AUFGABENSTELLUNG: Filtere das Material und behalte nur die Zeilen, in denen die Zeichenkette „shoe“ vorkommt.

EINGABEDATEN:
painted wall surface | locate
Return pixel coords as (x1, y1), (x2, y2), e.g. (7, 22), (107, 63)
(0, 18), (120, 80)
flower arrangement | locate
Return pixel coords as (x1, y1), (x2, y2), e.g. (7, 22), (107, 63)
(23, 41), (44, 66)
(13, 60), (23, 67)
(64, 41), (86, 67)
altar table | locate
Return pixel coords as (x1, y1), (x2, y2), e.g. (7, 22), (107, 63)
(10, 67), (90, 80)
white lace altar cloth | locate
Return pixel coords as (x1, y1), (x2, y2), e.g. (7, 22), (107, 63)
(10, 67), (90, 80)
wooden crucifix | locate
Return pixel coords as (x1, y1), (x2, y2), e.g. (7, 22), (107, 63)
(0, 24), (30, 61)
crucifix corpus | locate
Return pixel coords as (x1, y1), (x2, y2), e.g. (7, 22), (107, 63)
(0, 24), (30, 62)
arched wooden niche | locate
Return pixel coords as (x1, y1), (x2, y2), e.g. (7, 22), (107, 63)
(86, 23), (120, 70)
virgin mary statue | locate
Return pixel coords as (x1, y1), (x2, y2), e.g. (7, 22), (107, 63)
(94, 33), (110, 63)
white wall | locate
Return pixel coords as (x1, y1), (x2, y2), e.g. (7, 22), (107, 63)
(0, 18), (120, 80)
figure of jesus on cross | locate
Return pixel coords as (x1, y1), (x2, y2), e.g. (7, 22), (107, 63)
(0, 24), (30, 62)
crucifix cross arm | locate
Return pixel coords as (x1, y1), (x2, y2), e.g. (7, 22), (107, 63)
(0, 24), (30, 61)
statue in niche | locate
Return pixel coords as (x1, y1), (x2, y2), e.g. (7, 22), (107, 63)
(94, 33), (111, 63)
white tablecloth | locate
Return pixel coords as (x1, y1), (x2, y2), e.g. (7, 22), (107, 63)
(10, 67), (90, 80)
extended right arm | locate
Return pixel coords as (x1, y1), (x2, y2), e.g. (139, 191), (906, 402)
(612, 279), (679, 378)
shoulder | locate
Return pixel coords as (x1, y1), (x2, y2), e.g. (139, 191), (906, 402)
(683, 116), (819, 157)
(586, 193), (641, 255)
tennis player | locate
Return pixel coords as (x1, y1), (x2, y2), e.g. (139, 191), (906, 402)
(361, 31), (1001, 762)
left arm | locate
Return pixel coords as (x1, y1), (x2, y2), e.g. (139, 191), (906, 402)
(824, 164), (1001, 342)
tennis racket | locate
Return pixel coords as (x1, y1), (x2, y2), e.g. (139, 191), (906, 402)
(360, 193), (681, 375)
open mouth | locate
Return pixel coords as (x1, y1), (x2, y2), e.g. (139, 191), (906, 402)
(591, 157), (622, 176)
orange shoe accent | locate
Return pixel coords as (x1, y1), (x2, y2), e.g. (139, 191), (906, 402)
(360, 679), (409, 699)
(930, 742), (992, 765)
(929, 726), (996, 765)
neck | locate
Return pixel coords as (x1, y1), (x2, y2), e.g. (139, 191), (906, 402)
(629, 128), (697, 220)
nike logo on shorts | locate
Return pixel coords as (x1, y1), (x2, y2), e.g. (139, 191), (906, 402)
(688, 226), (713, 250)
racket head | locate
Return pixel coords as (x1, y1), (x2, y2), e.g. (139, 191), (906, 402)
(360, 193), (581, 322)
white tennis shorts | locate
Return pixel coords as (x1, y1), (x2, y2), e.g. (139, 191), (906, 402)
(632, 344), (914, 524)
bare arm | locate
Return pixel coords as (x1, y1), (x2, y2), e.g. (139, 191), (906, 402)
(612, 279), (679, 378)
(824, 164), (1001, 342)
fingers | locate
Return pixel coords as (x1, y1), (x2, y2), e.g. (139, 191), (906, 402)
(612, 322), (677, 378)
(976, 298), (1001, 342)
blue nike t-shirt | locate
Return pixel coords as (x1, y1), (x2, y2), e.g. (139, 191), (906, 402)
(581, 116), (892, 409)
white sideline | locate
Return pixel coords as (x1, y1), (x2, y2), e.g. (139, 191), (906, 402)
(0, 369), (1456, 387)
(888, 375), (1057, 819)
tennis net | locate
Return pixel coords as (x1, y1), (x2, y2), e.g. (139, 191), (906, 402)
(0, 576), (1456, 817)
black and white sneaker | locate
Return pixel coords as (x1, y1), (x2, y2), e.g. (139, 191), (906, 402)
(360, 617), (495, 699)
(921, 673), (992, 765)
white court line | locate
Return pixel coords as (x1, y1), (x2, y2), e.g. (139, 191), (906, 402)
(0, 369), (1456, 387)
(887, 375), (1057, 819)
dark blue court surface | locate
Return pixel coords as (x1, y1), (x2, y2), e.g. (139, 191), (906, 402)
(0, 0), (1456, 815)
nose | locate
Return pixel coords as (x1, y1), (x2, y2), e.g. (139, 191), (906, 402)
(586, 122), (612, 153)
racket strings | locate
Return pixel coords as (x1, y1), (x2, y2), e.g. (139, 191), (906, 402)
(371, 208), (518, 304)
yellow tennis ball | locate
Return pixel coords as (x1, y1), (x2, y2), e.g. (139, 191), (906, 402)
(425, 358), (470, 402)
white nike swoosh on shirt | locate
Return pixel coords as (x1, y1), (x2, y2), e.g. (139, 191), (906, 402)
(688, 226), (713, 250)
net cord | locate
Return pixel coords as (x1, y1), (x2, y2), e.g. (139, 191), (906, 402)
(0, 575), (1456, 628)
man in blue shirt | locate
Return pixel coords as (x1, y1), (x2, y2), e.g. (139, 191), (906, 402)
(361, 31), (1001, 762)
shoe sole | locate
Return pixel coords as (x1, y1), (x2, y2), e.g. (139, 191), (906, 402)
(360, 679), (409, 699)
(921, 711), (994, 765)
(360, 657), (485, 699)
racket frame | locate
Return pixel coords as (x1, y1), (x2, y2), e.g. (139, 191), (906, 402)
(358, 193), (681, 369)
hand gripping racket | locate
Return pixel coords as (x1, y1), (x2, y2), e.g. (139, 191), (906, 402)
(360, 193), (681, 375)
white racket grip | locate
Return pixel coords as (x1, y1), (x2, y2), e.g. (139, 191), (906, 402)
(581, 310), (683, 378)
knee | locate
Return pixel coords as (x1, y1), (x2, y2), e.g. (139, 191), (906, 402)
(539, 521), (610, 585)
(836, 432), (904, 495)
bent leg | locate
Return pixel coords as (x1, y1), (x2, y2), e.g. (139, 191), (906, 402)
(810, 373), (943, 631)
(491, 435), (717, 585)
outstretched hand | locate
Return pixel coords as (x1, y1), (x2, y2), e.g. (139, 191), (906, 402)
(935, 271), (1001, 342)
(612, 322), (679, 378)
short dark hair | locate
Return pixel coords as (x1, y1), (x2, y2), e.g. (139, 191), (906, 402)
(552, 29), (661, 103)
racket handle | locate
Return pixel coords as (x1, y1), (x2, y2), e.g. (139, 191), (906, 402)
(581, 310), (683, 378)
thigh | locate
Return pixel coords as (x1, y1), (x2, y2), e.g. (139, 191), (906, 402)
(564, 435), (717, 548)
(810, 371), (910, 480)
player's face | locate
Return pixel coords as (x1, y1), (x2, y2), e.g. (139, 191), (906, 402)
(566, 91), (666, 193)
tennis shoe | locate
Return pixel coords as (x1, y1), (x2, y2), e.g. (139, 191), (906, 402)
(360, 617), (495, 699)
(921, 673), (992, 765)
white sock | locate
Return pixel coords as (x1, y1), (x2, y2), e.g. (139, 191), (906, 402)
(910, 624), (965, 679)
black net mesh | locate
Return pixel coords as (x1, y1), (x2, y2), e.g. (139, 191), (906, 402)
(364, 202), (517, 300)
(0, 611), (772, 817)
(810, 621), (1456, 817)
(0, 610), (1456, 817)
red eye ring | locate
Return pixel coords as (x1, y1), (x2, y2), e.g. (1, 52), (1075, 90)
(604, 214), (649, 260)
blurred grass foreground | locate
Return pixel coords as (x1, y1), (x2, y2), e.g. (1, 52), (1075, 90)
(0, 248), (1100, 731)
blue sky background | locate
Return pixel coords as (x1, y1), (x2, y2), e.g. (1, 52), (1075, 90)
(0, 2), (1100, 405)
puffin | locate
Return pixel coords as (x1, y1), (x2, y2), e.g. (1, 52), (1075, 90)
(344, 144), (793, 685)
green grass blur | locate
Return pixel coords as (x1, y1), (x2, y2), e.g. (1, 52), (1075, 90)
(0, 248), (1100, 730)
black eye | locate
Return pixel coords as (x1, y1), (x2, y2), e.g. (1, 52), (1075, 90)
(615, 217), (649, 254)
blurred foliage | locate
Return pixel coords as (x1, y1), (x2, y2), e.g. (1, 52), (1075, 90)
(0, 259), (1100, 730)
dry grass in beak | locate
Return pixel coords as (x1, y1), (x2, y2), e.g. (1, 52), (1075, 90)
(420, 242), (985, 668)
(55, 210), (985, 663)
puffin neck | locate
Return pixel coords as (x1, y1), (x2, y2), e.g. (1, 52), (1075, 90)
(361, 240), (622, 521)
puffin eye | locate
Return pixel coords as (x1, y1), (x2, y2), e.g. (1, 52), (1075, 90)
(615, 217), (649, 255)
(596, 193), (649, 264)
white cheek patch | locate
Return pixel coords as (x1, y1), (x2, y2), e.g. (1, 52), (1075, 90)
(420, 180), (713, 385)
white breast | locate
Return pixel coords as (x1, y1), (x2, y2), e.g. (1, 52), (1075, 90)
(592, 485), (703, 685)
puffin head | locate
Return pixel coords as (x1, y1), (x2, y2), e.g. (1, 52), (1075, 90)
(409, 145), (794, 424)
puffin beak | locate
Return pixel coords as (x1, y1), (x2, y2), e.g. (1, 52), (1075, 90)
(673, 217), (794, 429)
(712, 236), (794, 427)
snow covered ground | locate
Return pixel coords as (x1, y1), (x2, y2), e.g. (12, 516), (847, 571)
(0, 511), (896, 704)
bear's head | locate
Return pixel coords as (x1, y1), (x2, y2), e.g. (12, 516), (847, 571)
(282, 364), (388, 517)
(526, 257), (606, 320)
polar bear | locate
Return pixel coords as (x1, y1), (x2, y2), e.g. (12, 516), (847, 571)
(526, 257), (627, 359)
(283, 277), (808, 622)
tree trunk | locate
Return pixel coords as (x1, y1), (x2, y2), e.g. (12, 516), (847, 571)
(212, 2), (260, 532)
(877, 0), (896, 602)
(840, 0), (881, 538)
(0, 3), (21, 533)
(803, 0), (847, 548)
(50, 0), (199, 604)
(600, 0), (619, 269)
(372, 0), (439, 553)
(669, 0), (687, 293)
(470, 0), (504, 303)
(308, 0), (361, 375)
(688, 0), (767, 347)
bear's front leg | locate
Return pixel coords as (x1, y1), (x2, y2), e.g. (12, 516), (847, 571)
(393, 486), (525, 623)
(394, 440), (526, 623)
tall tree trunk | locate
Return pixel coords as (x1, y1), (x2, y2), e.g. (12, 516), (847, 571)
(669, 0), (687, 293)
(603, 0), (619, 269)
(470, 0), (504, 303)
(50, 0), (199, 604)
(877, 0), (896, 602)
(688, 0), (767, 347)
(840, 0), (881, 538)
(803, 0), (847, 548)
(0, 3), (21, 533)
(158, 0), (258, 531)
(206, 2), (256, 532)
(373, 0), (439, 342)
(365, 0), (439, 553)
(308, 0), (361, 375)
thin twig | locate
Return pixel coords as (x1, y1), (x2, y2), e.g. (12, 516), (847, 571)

LÖSUNG:
orange shoe accent | locate
shoe sole | locate
tennis shoe | locate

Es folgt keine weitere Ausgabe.